**Set problem**
Reproduce every one of the items below verbatim, line for line, with no alteration.
— Begin Data for the task —
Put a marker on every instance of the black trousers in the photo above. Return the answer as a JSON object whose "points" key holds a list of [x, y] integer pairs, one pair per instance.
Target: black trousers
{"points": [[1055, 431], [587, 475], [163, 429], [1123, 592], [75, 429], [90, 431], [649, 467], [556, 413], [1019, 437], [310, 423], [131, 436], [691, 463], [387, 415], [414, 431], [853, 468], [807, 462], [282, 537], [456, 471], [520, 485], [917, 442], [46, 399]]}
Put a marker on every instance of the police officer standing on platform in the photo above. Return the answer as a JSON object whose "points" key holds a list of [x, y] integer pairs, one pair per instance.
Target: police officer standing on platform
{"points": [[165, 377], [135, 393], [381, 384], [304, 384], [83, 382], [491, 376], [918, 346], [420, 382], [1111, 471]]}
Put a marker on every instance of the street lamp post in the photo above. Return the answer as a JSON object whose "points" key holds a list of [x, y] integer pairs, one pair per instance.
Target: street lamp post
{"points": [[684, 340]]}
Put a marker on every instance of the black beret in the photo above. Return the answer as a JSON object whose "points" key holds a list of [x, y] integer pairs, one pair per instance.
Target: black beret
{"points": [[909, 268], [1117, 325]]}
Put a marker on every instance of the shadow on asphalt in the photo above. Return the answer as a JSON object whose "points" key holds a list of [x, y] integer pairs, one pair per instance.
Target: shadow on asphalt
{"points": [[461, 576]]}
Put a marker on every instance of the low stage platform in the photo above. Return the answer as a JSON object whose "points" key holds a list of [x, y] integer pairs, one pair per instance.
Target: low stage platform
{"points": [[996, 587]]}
— End Data for the task —
**Result of this task**
Put a marker on every instance of the black trousers in the photo above. Return the answer as a JSON object whose "points" key holds a list of [x, y] integer pairs, one pair per instance.
Target: black trousers
{"points": [[1055, 431], [587, 475], [163, 429], [1123, 592], [75, 429], [90, 431], [649, 467], [556, 413], [1019, 437], [310, 423], [131, 436], [691, 463], [387, 415], [414, 431], [853, 468], [807, 462], [282, 537], [456, 471], [520, 485], [917, 442], [46, 399]]}
Put a marker on every instance of the police officer standing on platform in the photo above. Return the answer as a JSON object whose "points" key holds a list of [x, y] integer pairs, one pair per instance.
Target: police officer standing on platform
{"points": [[165, 377], [135, 393], [381, 384], [304, 384], [83, 382], [491, 376], [918, 346], [420, 382], [1111, 471]]}
Put a marker on every instance of the street lamp post in the photo above. Return the answer as a JSON object whose "points" key holds a list of [x, y] integer pairs, one pair per instance.
Target: street lamp post
{"points": [[684, 340]]}
Put a marker on every instance of the black beret in the photo above. Return the answer as a JSON object whose "points" key holds a list of [x, y] integer pairs, one pair per instance.
Target: black beret
{"points": [[909, 268], [1117, 325]]}
Put a marker on every instance of the shadow on asphalt in the photo above. Return the answer as a JSON object whose "points" key holds a list of [x, y] integer pairs, one pair per instance.
Target: shadow on asphalt
{"points": [[461, 576]]}
Put a marker on every instance of the low stage platform in the photo above. Return the answer as a JSON object whose "points" key holds a list of [x, y] integer pairs, one pair per instance.
Target: low stage platform
{"points": [[996, 587]]}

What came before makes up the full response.